Problem:
Reproduce the lines of the listing below without changes, starting at the line that contains "the black scarf" and continuing through the end of the listing, both included.

Data supplied:
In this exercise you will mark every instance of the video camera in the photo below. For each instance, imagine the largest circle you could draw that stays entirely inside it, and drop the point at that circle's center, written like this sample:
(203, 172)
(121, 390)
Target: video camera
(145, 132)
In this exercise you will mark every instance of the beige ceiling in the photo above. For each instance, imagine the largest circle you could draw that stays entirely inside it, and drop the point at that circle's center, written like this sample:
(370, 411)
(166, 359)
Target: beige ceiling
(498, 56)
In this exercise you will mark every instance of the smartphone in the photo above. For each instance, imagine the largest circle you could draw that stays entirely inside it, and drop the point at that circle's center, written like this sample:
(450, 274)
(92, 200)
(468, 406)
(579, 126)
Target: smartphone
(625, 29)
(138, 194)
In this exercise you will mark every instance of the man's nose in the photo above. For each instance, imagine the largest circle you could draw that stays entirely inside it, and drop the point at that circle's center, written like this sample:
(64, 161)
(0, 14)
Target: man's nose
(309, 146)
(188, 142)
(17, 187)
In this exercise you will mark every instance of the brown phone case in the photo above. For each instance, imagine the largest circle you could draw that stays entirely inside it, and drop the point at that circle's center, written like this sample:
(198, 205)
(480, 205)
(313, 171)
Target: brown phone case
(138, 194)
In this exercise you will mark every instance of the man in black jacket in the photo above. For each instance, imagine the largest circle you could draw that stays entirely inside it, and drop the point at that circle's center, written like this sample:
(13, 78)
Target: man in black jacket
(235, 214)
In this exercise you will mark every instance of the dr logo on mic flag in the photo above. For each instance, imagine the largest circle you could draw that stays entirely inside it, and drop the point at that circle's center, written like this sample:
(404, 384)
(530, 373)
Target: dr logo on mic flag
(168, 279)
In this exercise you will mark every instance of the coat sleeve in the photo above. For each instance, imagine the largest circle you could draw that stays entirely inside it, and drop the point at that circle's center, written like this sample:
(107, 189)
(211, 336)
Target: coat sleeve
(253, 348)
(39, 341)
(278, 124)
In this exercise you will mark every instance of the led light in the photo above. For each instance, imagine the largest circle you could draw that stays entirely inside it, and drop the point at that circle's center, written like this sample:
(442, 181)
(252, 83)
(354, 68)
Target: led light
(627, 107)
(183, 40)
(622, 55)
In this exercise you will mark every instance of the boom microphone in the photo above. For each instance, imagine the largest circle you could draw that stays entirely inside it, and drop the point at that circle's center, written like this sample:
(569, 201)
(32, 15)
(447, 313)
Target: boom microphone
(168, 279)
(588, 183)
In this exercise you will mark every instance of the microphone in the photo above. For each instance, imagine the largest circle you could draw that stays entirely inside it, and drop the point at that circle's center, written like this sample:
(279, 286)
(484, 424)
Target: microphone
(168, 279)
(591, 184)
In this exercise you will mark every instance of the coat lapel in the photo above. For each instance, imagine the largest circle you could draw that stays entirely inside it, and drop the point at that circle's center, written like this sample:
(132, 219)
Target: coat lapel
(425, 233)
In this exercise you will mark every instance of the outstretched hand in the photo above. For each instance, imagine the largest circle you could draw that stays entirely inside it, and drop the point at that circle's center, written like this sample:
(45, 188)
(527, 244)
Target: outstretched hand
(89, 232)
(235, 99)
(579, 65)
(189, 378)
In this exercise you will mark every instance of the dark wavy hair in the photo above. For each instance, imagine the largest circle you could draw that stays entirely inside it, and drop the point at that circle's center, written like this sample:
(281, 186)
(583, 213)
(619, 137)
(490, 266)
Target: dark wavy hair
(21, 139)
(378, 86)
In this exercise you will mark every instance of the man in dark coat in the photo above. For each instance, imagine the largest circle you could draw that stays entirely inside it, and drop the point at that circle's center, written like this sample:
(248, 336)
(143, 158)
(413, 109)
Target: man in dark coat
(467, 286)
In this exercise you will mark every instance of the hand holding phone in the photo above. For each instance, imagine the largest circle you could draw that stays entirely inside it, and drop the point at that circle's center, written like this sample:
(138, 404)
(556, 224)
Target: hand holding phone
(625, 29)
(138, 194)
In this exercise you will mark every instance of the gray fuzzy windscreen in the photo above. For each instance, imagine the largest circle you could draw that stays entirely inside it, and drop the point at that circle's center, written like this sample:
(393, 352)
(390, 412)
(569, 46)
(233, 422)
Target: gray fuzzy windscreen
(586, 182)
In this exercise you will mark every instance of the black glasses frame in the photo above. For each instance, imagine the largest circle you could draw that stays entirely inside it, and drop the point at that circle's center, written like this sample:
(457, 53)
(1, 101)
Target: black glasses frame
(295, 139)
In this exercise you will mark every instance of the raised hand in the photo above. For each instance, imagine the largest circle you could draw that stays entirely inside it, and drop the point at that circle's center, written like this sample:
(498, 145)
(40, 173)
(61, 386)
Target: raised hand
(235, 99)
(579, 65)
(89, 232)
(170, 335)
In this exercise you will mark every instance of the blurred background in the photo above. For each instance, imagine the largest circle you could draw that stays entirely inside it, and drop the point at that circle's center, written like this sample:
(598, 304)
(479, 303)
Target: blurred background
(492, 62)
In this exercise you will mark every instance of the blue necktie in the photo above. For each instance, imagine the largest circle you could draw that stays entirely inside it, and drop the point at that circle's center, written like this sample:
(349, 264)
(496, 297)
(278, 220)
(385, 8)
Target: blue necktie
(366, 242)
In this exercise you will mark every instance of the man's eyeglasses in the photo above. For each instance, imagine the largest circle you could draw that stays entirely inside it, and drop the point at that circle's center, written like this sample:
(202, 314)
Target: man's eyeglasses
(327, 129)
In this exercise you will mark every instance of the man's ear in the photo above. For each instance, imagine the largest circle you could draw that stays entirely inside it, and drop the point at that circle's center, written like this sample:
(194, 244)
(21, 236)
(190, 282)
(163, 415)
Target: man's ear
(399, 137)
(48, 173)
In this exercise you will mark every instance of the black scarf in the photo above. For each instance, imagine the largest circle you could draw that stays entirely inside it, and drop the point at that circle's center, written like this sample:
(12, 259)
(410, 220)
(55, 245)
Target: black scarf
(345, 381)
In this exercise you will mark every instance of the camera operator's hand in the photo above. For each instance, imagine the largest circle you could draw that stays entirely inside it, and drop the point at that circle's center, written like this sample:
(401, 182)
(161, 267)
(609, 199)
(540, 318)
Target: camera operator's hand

Result for this task:
In this exercise you will mark every instance of the black scarf in the photo above. For each instance, imagine the largest circle you could draw that stays entirely inside it, and drop the point at that circle's center, written like this sample:
(12, 259)
(410, 220)
(55, 245)
Target: black scarf
(345, 381)
In this exercise you will mark every instance of the camera operator's hand in the photo above. For each instance, imagine the largest circle you could draw that stays entirely inside it, and drop the point at that circle's center, written like this sample:
(401, 182)
(161, 267)
(609, 199)
(540, 318)
Target: camera operator's hand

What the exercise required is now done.